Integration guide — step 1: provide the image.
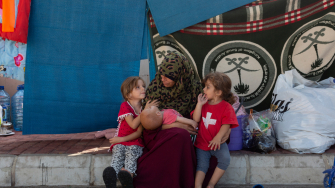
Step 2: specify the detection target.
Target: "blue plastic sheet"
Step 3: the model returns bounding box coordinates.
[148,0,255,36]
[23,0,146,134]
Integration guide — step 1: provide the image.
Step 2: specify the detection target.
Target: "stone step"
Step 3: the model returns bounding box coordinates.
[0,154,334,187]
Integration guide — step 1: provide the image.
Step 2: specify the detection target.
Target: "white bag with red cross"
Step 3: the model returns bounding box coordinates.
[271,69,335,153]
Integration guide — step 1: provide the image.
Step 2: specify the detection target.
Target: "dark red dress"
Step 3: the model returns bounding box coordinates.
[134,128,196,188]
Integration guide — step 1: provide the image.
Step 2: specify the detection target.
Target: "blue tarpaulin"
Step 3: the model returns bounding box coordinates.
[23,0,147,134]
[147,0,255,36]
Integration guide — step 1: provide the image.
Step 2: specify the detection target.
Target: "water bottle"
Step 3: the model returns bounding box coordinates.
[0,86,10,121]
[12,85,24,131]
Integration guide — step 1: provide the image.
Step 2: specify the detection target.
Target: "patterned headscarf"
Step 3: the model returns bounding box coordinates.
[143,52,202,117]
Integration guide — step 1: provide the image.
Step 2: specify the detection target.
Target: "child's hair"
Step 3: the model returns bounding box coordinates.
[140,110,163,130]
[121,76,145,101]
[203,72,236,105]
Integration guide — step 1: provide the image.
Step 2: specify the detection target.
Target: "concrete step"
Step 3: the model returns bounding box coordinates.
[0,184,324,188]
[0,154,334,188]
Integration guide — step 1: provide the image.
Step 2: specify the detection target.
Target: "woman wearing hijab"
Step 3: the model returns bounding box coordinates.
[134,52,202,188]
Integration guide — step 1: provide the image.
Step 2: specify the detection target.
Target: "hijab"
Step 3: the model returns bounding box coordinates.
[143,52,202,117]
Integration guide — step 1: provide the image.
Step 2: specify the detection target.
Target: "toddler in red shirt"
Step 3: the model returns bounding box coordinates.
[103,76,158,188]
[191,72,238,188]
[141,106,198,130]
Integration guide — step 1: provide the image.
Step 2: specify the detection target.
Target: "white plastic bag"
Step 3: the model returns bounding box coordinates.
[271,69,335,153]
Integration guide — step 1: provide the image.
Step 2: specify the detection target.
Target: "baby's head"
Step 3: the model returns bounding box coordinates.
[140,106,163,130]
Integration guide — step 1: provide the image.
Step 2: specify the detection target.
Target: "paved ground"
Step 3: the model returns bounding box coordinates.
* * * * * * * * *
Can you give all the records above again with "detection target" substituted by "object to locate" throughout, everything else unchanged and the pictures left out?

Integration guide — step 1: provide the image.
Step 2: specify the object to locate.
Target: "blue plastic sheet"
Step 3: the model returns bounding box coordinates.
[148,0,255,36]
[23,0,146,134]
Integration guide — step 1: provide the image.
Step 2: specify the object to locate.
Target: "stone step"
Step 3: the model returns bounding box coordinates.
[0,154,334,187]
Integration guide — step 1: provide the image.
Step 2: specify the object to locate.
Target: "white bag with red cross"
Step 3: the model returns bounding box coordinates.
[271,69,335,153]
Integration guide — step 1: provide the image.
Step 2: specify the object to locate.
Target: "dark red dress"
Step 3: the model returns bounding box coordinates.
[134,128,196,188]
Integration guide — step 1: provide the image.
Step 2: specify the object to locate.
Target: "blue tarpaulin"
Step 3: the model returns bounding box coordinates.
[23,0,147,134]
[147,0,255,36]
Integration guide — step 1: provide the image.
Step 2: specify the object to locate.
Target: "water bottle"
Step 3: the model returns bounding box coordinates.
[0,86,10,121]
[12,85,24,131]
Integration guide — step 1: provide the image.
Step 2: specify the object to locate.
Target: "patterned headscarf"
Step 3: the model returns bounding box coordinates.
[143,52,202,117]
Integration guide — step 1: provide the image.
Step 2: specify the object to locate.
Target: "child's hair"
Step 3: the model returns bounding box coordinates.
[140,110,163,130]
[121,76,145,101]
[203,72,236,105]
Integration guide — step 1: provide the image.
Step 2: specify the object to locate.
Target: "concrete step"
Step 3: the model returns bounding box coordinates.
[0,184,324,188]
[0,154,334,188]
Integration guide — step 1: provide the image.
Step 2: specify the object to locate.
Target: "woman wearing hijab"
Step 3: the model returns bounding box coordinates.
[134,52,202,188]
Integration guide — step 1: provide the image.
Step 2: specify the object to locate.
Target: "hijab"
Step 3: the model returns bounding box coordinates.
[143,52,202,117]
Integration guide — step 1: provide the image.
Step 2: specify the object to locate.
Target: "toddler in red shirt"
Step 3: the model returns bounding box coordinates.
[103,76,158,188]
[191,72,238,188]
[141,106,198,130]
Integration guide — step 1: provide the image.
Step 2: specify the object to locate.
Target: "white plastic bag"
Step 3: the model returns bounding box coordinates.
[271,69,335,153]
Integration guide — step 1: provide the image.
Step 2: specify the object to locate.
Target: "baby's head"
Step 3: the model returns bounding box coordinates.
[140,106,163,130]
Integration guide — step 1: provide the image.
Step 2: specify the object to locate.
Target: "paved ground"
Step 3: the model returns bounding box coordinates.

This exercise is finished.